● **TESTO DA LEGGERE**
Tra condanna e impegno. Le chiese e la lotta contro l’Aids in Africa
Articolo di Canono Alistair M. Radclif* pubblicato su Chronique Onu, Magazine delle Nazioni Unite, Vol. XLVIII, Maggio 2011, liberamente tradotto da Rita
La risposta delle comunità religiose all’aids, in principio fu stata dubbiosa, poi negata, poi esitante in nome della morale, infine si è inserita, deo gratias, nel quadro di una risposta di portata mondiale Questo mostra sia la forza che le sfide che rappresentano le credenze, la morala e la teologia. Questo mostra anche che un’azione comune su una questione importante come la condivisione delle preoccupazioni, può ridurre il divario tra fede e cultura.
Circa tre quarti della popolazione mondiale far parte di una comunità religiosa, non sorprende perciò che le chiese siano coinvolte nella lotta contro l’HIV/ AIDS. Quello che sorprende è l’ampiezza di questo impegno.
Secondo l’organizzazione mondiale della sanità, una percentuale che va dal 30% al 70% delle cure sanitarie in Africa vengono gestite da organizzazioni religiose e, in molti casi, sono gli unici centri medici, ospedalieri e ambulatoriali presenti sono solo quelli delle chiese. [1]
Uno studio dell’African Religious Health Assets Programme, fatto in Zambia e Lesotho[3], dimostra quanto sia urgente raccogliere dati dettagliati[2]. Questo studio ha evidenziato che dal 30 al 40% dei centri medici vengono gestiti da cristiani che, oltre ad avere un ruolo essenziale nelle forniture mediche alle persone malate di Hiv, impegnano a fondo le chiese nella prevenzione e nell’educazione fornendo molti consigli. In ogni caso il loro ruolo nel farsi carico degli orfani è sicuramente la parte più importante di tutte. Con quasi 20 milioni di orfani nel mondo a causa dell’aids, le cure dispensate dalle organizzazioni religiose sono un altro importante aiuto in Africa[4].

● **ISTRUZIONI**
Trascrivi per intero l'articolo sulle chiese e la lotta contro l'Aids in Africa, senza cambiarne nulla. Le righe provengono da una fonte diversa da quella dell'articolo.

● **MATERIALE DI PARTENZA**
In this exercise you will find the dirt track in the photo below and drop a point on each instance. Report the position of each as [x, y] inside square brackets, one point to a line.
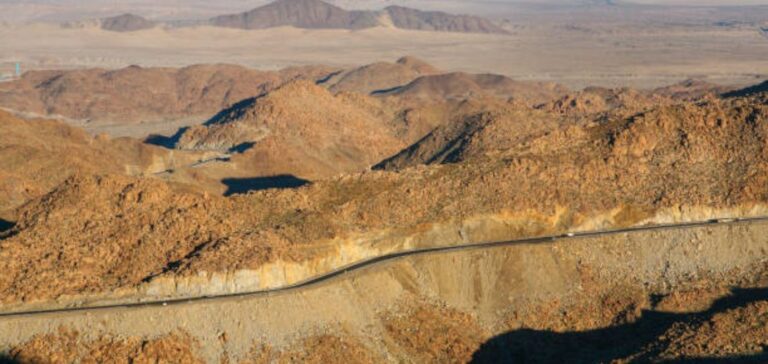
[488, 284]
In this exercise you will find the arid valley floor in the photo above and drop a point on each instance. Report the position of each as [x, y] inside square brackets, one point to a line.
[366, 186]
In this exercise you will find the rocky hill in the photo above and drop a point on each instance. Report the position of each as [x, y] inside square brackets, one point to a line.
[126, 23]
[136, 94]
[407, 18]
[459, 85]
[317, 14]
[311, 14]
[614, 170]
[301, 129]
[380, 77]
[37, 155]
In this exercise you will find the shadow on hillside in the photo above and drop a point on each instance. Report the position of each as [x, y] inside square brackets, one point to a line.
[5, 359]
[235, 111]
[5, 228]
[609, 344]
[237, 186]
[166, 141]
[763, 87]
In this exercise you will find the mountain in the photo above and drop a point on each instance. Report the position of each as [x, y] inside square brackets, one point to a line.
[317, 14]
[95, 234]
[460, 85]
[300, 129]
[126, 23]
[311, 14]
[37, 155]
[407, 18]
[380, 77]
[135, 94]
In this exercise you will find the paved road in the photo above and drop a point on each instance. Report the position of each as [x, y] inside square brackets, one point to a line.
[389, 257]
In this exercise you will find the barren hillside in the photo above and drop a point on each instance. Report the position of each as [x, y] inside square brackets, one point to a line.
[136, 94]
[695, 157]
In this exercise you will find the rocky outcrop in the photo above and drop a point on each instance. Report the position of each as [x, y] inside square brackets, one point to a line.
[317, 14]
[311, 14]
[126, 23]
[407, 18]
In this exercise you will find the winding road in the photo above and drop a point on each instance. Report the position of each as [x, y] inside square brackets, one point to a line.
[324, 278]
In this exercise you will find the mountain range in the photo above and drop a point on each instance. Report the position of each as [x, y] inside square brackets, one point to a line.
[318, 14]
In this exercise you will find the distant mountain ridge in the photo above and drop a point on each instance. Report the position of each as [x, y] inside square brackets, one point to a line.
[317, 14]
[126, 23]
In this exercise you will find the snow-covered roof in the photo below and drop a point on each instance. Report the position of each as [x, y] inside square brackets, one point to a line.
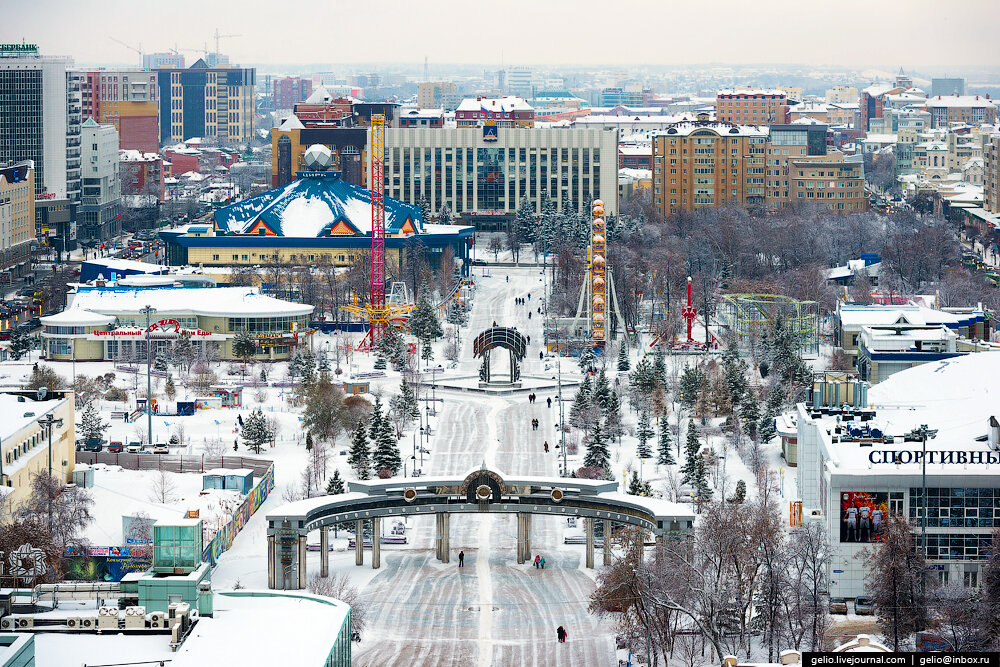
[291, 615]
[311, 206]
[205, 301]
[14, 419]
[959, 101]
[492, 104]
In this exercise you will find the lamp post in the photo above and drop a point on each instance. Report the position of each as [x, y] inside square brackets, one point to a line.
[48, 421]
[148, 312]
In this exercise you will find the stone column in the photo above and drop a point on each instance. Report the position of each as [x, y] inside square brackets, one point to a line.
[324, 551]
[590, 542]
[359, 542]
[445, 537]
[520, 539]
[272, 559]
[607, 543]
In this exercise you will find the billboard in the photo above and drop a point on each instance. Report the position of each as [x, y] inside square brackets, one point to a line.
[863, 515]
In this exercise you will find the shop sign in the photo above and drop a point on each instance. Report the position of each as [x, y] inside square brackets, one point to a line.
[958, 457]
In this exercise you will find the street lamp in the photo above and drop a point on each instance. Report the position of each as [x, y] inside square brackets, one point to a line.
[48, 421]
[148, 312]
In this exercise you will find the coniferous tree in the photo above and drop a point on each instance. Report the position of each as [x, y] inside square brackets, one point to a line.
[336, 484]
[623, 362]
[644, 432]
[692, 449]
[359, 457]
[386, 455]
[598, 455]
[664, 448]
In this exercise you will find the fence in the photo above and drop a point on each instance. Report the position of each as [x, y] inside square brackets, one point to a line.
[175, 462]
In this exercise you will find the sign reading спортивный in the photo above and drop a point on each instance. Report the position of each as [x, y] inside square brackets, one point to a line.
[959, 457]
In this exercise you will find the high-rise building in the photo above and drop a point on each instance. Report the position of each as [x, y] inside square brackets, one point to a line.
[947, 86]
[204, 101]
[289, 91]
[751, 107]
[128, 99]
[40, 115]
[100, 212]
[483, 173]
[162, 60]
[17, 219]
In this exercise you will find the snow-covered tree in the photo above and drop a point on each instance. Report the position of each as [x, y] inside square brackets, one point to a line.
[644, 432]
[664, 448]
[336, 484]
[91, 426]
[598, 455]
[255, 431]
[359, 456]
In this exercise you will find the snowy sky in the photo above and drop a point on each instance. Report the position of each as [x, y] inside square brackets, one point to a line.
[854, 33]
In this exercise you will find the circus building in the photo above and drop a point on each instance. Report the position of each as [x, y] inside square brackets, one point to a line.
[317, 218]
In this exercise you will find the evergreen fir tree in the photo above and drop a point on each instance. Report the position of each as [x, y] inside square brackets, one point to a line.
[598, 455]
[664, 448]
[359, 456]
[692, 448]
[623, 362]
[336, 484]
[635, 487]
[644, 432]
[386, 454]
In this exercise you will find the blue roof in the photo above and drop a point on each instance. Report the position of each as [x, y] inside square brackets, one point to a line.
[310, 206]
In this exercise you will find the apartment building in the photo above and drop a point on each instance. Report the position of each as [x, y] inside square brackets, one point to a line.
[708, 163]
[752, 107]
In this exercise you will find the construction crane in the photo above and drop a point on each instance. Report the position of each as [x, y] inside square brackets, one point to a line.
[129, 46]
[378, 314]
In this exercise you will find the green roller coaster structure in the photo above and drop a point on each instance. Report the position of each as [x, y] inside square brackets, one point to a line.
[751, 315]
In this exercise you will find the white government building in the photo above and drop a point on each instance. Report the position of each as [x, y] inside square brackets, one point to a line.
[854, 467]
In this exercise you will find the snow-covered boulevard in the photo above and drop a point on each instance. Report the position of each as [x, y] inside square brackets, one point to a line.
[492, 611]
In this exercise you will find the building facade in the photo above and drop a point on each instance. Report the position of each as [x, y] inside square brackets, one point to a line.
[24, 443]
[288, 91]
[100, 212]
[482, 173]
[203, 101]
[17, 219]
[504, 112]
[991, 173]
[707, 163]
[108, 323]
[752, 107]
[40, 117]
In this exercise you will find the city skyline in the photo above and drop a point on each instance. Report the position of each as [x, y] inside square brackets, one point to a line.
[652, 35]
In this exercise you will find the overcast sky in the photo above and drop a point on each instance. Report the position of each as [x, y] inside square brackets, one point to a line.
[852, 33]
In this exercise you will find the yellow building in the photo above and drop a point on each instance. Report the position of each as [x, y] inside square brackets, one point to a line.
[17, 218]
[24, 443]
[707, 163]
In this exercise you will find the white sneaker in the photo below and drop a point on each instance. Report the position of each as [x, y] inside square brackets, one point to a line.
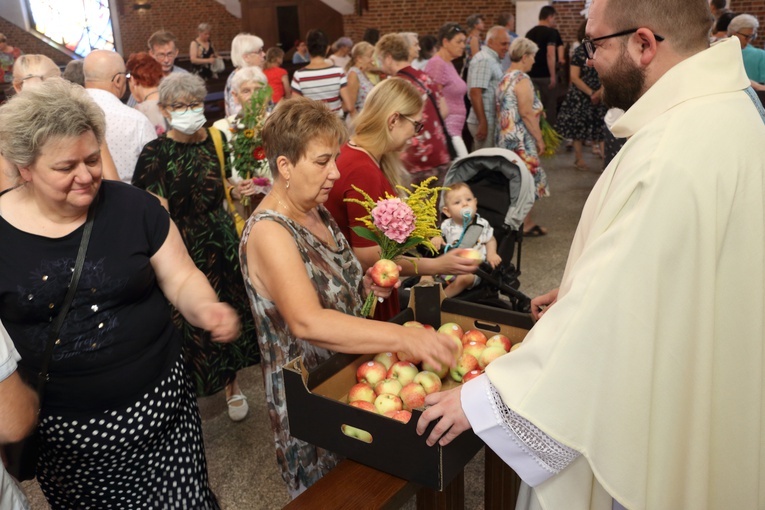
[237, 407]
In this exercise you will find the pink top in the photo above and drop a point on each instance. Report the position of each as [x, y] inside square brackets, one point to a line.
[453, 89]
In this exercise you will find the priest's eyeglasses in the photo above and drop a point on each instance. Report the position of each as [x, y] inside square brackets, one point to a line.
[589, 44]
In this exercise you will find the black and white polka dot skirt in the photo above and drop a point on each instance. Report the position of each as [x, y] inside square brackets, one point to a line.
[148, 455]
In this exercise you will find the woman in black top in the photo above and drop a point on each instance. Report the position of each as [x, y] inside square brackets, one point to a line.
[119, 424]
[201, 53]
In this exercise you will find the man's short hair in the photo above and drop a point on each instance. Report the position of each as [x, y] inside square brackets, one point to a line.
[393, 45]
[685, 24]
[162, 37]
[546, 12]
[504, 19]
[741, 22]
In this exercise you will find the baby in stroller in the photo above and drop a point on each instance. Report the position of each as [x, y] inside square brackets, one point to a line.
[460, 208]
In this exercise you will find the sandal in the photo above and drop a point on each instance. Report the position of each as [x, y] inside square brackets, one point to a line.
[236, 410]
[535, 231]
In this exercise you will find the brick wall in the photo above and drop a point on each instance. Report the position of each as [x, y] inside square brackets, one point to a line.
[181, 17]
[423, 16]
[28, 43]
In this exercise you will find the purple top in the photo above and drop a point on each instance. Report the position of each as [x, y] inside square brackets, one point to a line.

● **RISPOSTA**
Tra condanna e impegno. Le chiese e la lotta contro l’Aids in Africa
Articolo di Canono Alistair M. Radclif* pubblicato su Chronique Onu, Magazine delle Nazioni Unite, Vol. XLVIII, Maggio 2011, liberamente tradotto da Rita
La risposta delle comunità religiose all’aids, in principio fu stata dubbiosa, poi negata, poi esitante in nome della morale, infine si è inserita, deo gratias, nel quadro di una risposta di portata mondiale Questo mostra sia la forza che le sfide che rappresentano le credenze, la morala e la teologia. Questo mostra anche che un’azione comune su una questione importante come la condivisione delle preoccupazioni, può ridurre il divario tra fede e cultura.
Circa tre quarti della popolazione mondiale far parte di una comunità religiosa, non sorprende perciò che le chiese siano coinvolte nella lotta contro l’HIV/ AIDS. Quello che sorprende è l’ampiezza di questo impegno.
Secondo l’organizzazione mondiale della sanità, una percentuale che va dal 30% al 70% delle cure sanitarie in Africa vengono gestite da organizzazioni religiose e, in molti casi, sono gli unici centri medici, ospedalieri e ambulatoriali presenti sono solo quelli delle chiese. [1]
Uno studio dell’African Religious Health Assets Programme, fatto in Zambia e Lesotho[3], dimostra quanto sia urgente raccogliere dati dettagliati[2]. Questo studio ha evidenziato che dal 30 al 40% dei centri medici vengono gestiti da cristiani che, oltre ad avere un ruolo essenziale nelle forniture mediche alle persone malate di Hiv, impegnano a fondo le chiese nella prevenzione e nell’educazione fornendo molti consigli. In ogni caso il loro ruolo nel farsi carico degli orfani è sicuramente la parte più importante di tutte. Con quasi 20 milioni di orfani nel mondo a causa dell’aids, le cure dispensate dalle organizzazioni religiose sono un altro importante aiuto in Africa[4].